Document -
[start]
Classes for the College Contrarian: The Comprehensive Guide to Getting More out of Stanford

Classes for the College Contrarian: The Comprehensive Guide to Getting More out of Stanford

The flexible nature of a liberal arts education is both a blessing and a curse; for the most part, Stanford students can pursue their interests in peace, avoiding the politicized classrooms that have become so ubiquitous on college campuses. The downside, however, is that it can be hard to navigate course selection without some guidance.

Although Stanford’s dominance in STEM fields is universally acknowledged, it can be harder to find stellar humanities and social sciences classes, which don't have the same structured curriculums and are more likely to suffer from severe grade inflation. This is not even to mention the difficulty of finding classes which represent opposing viewpoints and teach critical thought rather than academic orthodoxy.

In response to these concerns, The Review has consulted a number of upperclassmen for their class recommendations to freshmen. Here you’ll find a list of classes that are rigorous and enrichening, politically neutral or politically refreshing.

Humanities Courses:

  • HISTORY 153: Creation of the Constitution, Michael McConnell, Spring 2020
    • Though this is technically a law school class, McConell, a former 10th Circuit judge, allows undergraduates to enroll. Ben Esposito (‘21) writes that McConnell delivers “insightful, thought-provoking lectures that explore how the Constitution was crafted, from its intellectual origins in William Blackstone and the Mayflower Compact to the debates within the Constitutional Convention.” Carolyn Manion (‘19), who took the course as a freshman, adds that you must be “up for a challenge.”
  • CLASSICS 181: Classical Seminar: Origins of Political Thought (CLASSICS 381, ETHICSOC 130A, PHIL 176A, PHIL 276A, POLISCI 230A, POLISCI 330A), Josiah Ober, Winter
    • An absolute must-take, highly recommended by Antigone Xenopoulos ('20), Ben Simon, and myself. Although the class is difficult, it provides an unparalleled grounding in political philosophy.
  • CLASSICS 83: The Greeks (HISTORY 101), Ian Morris, Winter
    • Whereas the above class is a must-take for serious Classicists or political scientists, this is a fun, frosh-friendly introduction to the Greek foundations of the Western tradition. Ian Morris is one of Stanford's most engagingly hilarious lecturers, and gives a superb introduction to ancient history. Interested students might also check out my personal favourite of his, CLASSICS 81: Ancient Empires: Near East (Fall).
  • HISTORY 275E: History of Conservatism, Jennifer Burns, Spring
    • As Yasmin Samrai (‘21) observes, “when else would we get the opportunity to learn about the intellectual foundations of the GOP?” Students from both sides of the aisle should take advantage of this rare opportunity to understand a movement which has been a driving force in American politics. Burns is a Hoover fellow, wrote her first book on Ayn Rand and is writing her next on Milton Friedman. It’s also worth checking out her other class, AFRICAAM 150C: The United States in the Twentieth Century (Spring), which satisfies the Engaging Diversity requirement.
[end]
Directives -
1. Please write out the passage of the Stanford course guide from "Although Stanford’s dominance" up to and including "than academic orthodoxy.".
2. Extend the Stanford course guide past its last sentence, adding further class recommendations in the same style.
The items after the course guide are separate material.

Data section -
[start]
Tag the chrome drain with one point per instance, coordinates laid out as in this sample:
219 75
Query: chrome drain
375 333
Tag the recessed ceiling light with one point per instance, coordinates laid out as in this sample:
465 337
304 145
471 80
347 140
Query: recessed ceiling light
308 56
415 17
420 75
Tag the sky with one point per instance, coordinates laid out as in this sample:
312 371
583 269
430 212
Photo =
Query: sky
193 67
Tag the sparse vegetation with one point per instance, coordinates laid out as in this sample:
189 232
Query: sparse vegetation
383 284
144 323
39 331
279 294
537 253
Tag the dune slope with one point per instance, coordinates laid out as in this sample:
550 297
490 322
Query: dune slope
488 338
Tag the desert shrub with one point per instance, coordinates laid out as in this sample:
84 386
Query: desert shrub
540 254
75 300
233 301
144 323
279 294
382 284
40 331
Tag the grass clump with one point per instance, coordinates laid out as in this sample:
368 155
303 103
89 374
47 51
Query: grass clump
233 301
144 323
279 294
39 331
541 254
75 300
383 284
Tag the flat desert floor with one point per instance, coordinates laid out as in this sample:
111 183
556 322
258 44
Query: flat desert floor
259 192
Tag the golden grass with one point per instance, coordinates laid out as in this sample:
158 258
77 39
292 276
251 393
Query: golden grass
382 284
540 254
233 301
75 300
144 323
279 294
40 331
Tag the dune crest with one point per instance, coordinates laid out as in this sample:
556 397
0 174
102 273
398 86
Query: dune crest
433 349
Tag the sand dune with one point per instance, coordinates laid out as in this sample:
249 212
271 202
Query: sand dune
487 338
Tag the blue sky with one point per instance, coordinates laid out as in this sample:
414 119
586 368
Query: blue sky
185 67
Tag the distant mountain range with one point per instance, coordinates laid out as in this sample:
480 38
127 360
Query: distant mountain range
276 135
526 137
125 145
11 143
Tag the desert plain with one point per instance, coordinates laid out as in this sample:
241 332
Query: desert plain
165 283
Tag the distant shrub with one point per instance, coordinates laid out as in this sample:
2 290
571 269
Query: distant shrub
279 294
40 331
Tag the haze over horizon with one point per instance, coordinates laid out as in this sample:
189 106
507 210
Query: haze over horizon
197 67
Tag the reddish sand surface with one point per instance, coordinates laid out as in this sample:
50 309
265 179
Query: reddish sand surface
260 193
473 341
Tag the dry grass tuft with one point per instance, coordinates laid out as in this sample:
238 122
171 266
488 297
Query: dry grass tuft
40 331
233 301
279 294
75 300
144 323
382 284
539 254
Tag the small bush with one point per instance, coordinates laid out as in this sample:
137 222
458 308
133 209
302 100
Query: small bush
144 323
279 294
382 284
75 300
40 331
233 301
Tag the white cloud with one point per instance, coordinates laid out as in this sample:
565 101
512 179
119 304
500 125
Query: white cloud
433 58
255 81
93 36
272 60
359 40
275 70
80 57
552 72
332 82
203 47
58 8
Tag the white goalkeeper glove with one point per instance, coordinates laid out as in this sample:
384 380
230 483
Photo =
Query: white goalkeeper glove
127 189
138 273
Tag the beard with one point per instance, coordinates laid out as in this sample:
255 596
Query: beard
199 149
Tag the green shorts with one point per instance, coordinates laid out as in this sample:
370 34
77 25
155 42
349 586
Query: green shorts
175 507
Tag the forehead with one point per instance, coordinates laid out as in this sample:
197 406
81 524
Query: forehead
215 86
[end]
Responses to the tasks -
1.
Although Stanford’s dominance in STEM fields is universally acknowledged, it can be harder to find stellar humanities and social sciences classes, which don't have the same structured curriculums and are more likely to suffer from severe grade inflation. This is not even to mention the difficulty of finding classes which represent opposing viewpoints and teach critical thought rather than academic orthodoxy.

2.
  • HISTORY 103F: The Changing Face of War: Introduction to Military History (HISTORY 3F, INTNLREL 103F), Gili Vardi, Fall
    • Vardi is a Hoover fellow, and an engaging, competent, and caring instructor. The class's only requirement is two papers on topics of your choosing. Thus, you can easily focus on your personal interests within military history. Both myself and recent graduate Kyle Kinnie (‘19) had wonderful experiences.
  • PHIL 171P: 20th Century Political Theory: Liberalism and its Critics (ETHICSOC 130, POLISCI 130), Brian Coyne, Winter
    • Junior Yasmin Samrai notes that “there is a shortage of political philosophy classes at Stanford, as the Political Science department has shifted its focus to data science. Thankfully, Brian Coyne has stepped to the fore with a great introduction to 20th century debates about justice, democracy, and equality.” Coyne has an excellent reputation, both within the Philosophy department and among students.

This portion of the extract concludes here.